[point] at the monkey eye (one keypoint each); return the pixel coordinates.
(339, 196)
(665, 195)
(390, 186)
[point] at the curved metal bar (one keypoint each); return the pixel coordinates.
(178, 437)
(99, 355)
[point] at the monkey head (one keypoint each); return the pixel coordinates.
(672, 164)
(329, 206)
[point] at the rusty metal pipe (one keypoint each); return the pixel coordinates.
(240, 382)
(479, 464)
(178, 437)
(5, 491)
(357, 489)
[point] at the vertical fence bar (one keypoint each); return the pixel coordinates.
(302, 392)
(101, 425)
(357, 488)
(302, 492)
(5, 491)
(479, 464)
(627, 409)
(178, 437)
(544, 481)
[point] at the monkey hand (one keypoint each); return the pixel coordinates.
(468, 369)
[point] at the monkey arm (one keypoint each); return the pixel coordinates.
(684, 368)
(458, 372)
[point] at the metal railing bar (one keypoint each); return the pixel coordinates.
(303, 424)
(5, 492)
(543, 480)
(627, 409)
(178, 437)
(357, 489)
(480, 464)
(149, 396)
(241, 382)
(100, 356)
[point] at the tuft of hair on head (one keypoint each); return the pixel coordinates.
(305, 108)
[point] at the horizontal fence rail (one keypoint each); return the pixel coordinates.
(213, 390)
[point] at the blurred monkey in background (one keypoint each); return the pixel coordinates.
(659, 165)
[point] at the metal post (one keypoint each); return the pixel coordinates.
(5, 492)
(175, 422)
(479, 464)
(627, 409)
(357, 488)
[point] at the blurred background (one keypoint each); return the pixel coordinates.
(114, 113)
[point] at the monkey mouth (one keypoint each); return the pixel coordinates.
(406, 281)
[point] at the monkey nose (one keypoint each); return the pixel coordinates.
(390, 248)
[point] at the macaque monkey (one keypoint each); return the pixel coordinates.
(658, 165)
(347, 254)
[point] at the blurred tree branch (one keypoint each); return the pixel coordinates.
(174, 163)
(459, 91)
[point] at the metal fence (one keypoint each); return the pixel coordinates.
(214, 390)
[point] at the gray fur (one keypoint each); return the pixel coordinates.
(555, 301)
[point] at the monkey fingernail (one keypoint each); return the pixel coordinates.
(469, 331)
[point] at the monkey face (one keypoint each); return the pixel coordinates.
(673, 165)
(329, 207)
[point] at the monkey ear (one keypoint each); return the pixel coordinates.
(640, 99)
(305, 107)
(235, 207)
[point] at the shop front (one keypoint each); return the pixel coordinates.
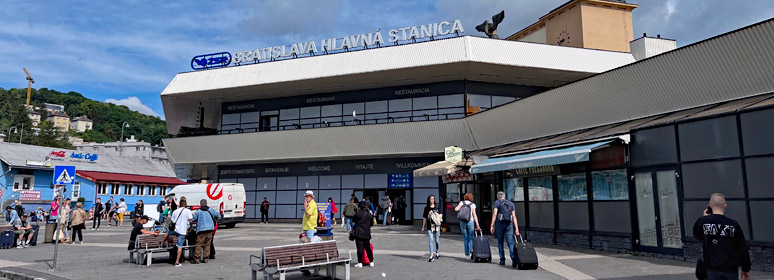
(576, 195)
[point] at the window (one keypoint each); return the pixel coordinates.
(140, 190)
(128, 190)
(115, 189)
(514, 189)
(610, 185)
(572, 186)
(541, 189)
(23, 182)
(101, 188)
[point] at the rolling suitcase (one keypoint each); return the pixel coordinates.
(481, 250)
(34, 240)
(527, 255)
(6, 239)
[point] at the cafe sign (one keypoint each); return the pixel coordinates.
(452, 154)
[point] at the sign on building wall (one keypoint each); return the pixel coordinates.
(453, 154)
(29, 195)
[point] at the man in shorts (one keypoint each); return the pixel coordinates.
(23, 228)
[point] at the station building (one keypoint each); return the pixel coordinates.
(597, 148)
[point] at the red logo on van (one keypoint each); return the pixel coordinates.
(214, 191)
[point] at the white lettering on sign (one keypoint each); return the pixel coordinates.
(277, 169)
(412, 165)
(353, 41)
(237, 171)
(369, 166)
(320, 99)
(241, 107)
(412, 91)
(319, 168)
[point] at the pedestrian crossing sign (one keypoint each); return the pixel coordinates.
(64, 175)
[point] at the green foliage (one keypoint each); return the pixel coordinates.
(107, 118)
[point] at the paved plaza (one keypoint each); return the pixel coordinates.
(400, 253)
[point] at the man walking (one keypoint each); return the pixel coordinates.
(205, 219)
(504, 224)
(97, 214)
(310, 215)
(265, 210)
(724, 247)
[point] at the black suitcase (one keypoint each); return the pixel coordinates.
(481, 250)
(34, 240)
(6, 239)
(527, 255)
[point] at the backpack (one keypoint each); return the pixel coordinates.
(504, 212)
(465, 212)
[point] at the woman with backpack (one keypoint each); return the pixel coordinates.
(432, 223)
(362, 228)
(466, 213)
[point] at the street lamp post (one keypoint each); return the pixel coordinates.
(121, 141)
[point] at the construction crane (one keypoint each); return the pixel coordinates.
(30, 81)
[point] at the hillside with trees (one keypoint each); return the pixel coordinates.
(107, 119)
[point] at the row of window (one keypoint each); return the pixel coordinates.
(606, 185)
(131, 190)
(383, 111)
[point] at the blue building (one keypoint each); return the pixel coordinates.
(26, 174)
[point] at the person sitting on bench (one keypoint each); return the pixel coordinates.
(22, 228)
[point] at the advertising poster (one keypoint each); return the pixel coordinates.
(323, 214)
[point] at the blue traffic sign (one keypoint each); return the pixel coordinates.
(64, 175)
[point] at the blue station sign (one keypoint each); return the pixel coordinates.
(213, 60)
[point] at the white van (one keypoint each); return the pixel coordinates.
(227, 198)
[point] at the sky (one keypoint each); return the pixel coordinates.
(126, 52)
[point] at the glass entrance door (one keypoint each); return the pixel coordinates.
(658, 212)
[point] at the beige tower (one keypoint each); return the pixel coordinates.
(592, 24)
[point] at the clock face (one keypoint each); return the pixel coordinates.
(563, 39)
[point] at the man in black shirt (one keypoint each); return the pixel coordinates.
(138, 229)
(724, 247)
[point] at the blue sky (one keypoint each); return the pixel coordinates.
(126, 52)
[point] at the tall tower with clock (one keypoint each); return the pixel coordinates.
(593, 24)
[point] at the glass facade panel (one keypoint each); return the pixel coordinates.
(758, 181)
(709, 139)
(653, 146)
(610, 185)
(757, 130)
(572, 186)
(700, 180)
(514, 189)
(541, 189)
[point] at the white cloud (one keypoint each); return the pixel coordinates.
(135, 104)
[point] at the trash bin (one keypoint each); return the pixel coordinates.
(50, 229)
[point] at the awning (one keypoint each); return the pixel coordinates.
(441, 168)
(128, 178)
(541, 158)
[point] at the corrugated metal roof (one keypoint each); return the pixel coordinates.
(17, 155)
(731, 66)
(379, 140)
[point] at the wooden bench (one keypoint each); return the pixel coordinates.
(147, 244)
(297, 257)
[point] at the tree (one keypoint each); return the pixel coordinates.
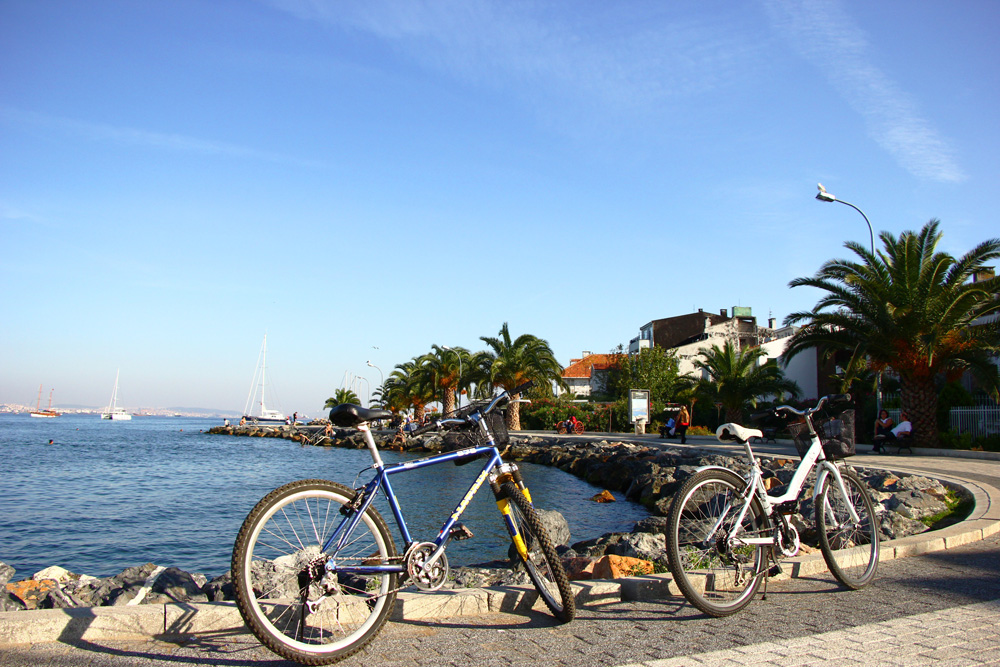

***

_WHAT THE TASK REQUIRES_
Could you copy out the lines starting at the one containing "[point] at the white cloud" and ending at the last line above, requests included? Multiply every pixel coordinate in the answers by 2.5, round to whole numbers with halves going up, and leave the pictures out.

_COMPLETED EXERCISE_
[point] at the white cloud (one keypoint each); return the pixel coordinates.
(338, 260)
[point] at the trash bin (one keypoint each); return the pixel coordinates.
(125, 573)
[point] at the awning (one keypoint each); return the pixel coordinates.
(1103, 420)
(320, 445)
(1353, 395)
[point] at the corrugated metal roof (one keypoint each); return the pixel coordinates.
(43, 388)
(1828, 165)
(948, 350)
[point] at the wooden bench (one keypoint each); return the pixel coordinates.
(368, 610)
(743, 643)
[point] at the tree (one keypoint each); return the pixel coordinates.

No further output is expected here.